À presque cinq heures du matin, tout le monde est tombé, il ne reste plus que moi et Naveen qui ne semble pas plus chaud que moi à l’idée de dormir. Nous voilà donc embarqués sur une riche discussion qui nous fait creuser notre humanité et partager quelques confessions dans le silence du jour levant. Il est cool ce garçon, je le connaissais plus de vue que d’esprit avant que nous nous devenions « amis de l’aube », il est entré dans mon cœur à mesure que le jour s’est levé. Et il finit par tomber lui aussi ! Voilà j’ai officiellement enterré la fête du mariage. Je suis la seule survivante de la noce. Il est six heures et quart du matin et des trombes d’eau arrosent Tadoussac. Dehors c’est le déluge. Je suis heureuse d’avoir un toit sur la tête et je plains ceux qui sont sous la tente. D’ailleurs voilà une âme en peine qui se fraie un chemin sous la pluie torrentielle. Il entre et je l’observe sans mot dire. C’est un homme dans la cinquantaine. Il va se chercher un café. Je l’observe sans bouger. Au bout de dix minutes, je décide d’aller voir où sont cachés les cafés. Je lui demande :

- Y’a tu du sucre et du lait
- Non c’est juste du café noir !
- Oh ! Je crois que je vais plutôt me rabattre sur la caféine à bulles alors !
- La caféine à bulles ?

• Données affichées:
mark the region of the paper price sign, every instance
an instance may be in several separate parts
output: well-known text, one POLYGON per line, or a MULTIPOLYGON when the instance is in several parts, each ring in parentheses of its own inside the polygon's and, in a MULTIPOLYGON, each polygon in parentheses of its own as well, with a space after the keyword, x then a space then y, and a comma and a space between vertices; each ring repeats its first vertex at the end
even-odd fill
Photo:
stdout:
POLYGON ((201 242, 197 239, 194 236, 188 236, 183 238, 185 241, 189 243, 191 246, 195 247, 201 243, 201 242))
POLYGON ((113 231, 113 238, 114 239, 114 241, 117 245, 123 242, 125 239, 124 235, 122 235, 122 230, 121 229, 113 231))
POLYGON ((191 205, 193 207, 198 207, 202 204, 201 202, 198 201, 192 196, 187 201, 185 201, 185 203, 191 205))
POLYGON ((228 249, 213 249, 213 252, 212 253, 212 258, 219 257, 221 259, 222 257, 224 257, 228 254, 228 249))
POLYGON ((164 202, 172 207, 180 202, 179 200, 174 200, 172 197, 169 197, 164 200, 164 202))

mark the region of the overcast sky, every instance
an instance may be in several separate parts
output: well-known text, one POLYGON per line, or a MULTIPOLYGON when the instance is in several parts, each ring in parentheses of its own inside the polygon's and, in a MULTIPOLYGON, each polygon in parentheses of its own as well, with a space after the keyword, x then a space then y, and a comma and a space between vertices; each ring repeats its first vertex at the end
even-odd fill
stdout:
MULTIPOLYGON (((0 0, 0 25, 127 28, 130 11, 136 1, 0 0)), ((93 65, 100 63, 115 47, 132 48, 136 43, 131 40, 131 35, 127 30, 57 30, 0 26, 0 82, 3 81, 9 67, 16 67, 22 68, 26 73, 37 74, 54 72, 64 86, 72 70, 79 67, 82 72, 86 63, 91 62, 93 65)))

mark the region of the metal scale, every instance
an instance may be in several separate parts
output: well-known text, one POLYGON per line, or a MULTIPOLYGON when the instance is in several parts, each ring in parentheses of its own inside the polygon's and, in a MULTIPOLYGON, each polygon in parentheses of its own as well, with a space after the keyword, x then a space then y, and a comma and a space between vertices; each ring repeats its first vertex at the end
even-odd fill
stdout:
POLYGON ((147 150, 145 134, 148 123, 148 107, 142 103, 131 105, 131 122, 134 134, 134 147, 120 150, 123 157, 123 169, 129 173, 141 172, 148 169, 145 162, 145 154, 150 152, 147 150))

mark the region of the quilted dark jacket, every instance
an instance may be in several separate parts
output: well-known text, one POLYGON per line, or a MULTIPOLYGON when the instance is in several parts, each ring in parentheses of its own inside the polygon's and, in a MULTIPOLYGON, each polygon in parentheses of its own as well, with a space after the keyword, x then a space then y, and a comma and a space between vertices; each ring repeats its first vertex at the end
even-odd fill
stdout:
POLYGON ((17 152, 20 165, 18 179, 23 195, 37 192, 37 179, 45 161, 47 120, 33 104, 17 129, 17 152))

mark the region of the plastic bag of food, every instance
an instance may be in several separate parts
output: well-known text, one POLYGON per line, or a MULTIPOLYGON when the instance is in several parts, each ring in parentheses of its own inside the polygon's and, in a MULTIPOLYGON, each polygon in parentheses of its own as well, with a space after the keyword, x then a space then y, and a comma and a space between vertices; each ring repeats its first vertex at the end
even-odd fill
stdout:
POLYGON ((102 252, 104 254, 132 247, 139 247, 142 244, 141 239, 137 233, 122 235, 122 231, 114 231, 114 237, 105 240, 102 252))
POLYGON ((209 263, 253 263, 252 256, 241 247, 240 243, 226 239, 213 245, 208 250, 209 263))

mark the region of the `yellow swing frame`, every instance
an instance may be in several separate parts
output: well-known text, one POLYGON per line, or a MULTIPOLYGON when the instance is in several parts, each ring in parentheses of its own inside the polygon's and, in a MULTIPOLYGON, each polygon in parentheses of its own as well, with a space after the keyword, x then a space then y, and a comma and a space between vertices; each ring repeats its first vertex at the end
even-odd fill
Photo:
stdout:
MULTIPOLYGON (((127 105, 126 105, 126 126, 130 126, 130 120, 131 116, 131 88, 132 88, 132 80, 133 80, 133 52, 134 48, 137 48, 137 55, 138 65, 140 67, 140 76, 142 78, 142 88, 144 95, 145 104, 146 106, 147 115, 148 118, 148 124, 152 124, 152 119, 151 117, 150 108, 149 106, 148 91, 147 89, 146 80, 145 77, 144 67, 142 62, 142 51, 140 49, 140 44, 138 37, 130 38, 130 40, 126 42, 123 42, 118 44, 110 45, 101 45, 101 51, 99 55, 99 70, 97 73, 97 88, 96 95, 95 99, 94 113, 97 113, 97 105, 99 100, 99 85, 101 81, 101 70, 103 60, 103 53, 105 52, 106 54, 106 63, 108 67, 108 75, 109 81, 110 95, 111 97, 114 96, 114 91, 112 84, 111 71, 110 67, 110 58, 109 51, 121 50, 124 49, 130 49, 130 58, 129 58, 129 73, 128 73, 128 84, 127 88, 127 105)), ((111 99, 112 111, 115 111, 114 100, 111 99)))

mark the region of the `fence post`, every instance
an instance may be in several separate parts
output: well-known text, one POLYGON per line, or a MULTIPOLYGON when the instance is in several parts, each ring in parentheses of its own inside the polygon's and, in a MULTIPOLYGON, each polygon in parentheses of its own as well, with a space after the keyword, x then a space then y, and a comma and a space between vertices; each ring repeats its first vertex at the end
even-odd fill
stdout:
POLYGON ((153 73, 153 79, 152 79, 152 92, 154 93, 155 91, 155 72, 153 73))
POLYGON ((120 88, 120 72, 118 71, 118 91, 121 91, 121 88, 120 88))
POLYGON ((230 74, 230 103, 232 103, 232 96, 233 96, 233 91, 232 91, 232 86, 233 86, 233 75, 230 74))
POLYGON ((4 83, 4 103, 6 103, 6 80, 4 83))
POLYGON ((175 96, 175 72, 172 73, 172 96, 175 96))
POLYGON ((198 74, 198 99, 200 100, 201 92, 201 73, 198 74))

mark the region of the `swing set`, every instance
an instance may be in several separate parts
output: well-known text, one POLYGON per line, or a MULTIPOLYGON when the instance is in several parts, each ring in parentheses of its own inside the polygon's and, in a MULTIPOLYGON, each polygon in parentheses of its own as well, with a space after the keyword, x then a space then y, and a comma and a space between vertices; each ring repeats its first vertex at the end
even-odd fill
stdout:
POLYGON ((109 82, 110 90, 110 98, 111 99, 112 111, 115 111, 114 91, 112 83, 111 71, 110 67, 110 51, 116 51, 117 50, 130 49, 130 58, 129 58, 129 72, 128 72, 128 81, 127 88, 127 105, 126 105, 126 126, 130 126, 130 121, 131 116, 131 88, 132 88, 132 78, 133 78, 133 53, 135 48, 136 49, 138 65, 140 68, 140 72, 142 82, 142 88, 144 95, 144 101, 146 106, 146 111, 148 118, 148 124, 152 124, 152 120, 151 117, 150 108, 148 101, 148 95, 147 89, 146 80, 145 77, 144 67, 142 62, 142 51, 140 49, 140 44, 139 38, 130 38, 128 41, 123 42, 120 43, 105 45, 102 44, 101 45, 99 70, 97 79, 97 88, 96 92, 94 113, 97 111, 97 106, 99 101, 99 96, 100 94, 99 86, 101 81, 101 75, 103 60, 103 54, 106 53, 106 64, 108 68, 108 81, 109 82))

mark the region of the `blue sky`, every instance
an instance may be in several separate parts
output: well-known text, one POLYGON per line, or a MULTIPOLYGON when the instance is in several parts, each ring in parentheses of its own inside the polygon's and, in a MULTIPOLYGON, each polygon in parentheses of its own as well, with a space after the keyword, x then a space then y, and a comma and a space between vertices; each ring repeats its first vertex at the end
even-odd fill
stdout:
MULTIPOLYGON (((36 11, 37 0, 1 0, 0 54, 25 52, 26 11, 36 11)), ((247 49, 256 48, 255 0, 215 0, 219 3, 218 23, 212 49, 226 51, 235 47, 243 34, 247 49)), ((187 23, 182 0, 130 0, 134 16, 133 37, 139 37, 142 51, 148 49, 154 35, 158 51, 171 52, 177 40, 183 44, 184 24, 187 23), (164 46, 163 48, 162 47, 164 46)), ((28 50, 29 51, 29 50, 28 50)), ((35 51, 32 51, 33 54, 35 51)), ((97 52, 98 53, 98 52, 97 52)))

• Consigne:
Recopiez le passage du récit qui commence aux mots « - Y’a tu du » et s'arrête après « caféine à bulles ? », en changeant « lait » en « miel ». Appuyez-vous uniquement sur le texte.

• Résultat:
- Y’a tu du sucre et du miel
- Non c’est juste du café noir !
- Oh ! Je crois que je vais plutôt me rabattre sur la caféine à bulles alors !
- La caféine à bulles ?